» **RECORDED DATA**
-=-=-=-=-

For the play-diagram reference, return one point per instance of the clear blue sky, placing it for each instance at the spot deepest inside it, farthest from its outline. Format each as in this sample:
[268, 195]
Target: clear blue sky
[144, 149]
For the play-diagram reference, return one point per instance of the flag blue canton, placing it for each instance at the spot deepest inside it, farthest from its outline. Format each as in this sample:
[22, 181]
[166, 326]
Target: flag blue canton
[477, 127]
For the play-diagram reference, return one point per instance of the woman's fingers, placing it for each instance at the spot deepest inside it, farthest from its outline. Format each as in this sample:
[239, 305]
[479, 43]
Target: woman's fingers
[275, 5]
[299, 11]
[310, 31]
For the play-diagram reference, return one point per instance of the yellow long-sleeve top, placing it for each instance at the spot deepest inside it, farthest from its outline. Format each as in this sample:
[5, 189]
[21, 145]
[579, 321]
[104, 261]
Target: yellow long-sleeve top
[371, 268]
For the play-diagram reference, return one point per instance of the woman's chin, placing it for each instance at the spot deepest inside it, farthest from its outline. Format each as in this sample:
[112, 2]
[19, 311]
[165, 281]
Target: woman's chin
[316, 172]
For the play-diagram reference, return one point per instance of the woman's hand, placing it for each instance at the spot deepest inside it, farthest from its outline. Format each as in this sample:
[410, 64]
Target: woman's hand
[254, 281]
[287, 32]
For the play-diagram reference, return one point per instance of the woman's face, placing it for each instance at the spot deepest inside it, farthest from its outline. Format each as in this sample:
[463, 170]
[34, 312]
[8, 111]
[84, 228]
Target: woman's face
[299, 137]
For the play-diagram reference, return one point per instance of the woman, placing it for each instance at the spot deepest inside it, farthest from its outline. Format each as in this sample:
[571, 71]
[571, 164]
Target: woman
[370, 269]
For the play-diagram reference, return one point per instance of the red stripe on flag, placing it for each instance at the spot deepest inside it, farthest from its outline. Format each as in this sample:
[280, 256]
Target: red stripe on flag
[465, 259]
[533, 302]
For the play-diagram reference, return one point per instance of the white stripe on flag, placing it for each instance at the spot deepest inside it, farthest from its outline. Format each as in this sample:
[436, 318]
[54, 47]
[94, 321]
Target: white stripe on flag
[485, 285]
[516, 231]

-=-=-=-=-

» **TASK DIRECTIONS**
Reproduce the data in its entirety, matching each character.

» **RESPONSE**
For the play-diagram reference, return one point per instance of the clear blue sky, placing it for each instance at the spot deepest inside it, farthest from its outline. Format each as in this sample:
[268, 195]
Target: clear blue sky
[144, 149]
For the play-diagram reference, return one point per instance of the flag blue canton, placing it for each instance at the spot deepest inside it, farthest from its outline. Format each as in this sample:
[22, 181]
[166, 326]
Target: flag blue canton
[477, 127]
For the play-diagram reference, return one point per instance of the woman's fingers, placing it for each instance at the spot deepest inside it, farthest from its outline. Format each as in this sample:
[239, 305]
[479, 43]
Target: woman's fingers
[275, 5]
[299, 11]
[310, 31]
For the play-diagram reference, return one point per instance of the yellow long-sleeve top, placing it for each instance at the spot deepest inside it, farthest from its outline. Format each as in this sample:
[5, 189]
[21, 145]
[579, 321]
[104, 261]
Target: yellow long-sleeve top
[371, 268]
For the play-diagram reference, return one point per instance of the woman's chin, placing it for each instance at the spot deepest inside it, farthest from its outline. Format each as in this sample:
[112, 2]
[19, 311]
[165, 281]
Target: woman's chin
[316, 172]
For the play-diagram reference, return one point per instance of the woman's hand, placing it for each instance at the spot deepest inside it, farthest from its outline. Format each as in this sample:
[410, 64]
Target: woman's hand
[254, 281]
[287, 32]
For the play-diagram reference, return one point per instance of the woman's face, placing it for each instance at the spot deepest inside it, farthest from its outline. Format each as in this sample:
[463, 170]
[34, 312]
[8, 111]
[84, 228]
Target: woman's face
[299, 137]
For the play-diagram reference, return one point per instance of the woman, placing it for each instance at the spot deepest inside it, farthest from its outline. Format each as in this sample:
[571, 71]
[571, 164]
Target: woman
[370, 269]
For the play-diagram reference, return one point per instance of the red stripe on flag, placing it for each instance at the spot deepest inside it, farthest from its outline. Format each as in this sample:
[280, 256]
Target: red stripe on flag
[465, 259]
[533, 302]
For the play-diagram reference, return one point per instance of the white stripe on flag, placing it for each instance at the spot deepest inside it, farthest from its outline. Format each as in this sample:
[436, 318]
[54, 47]
[94, 321]
Target: white stripe on flag
[485, 285]
[516, 231]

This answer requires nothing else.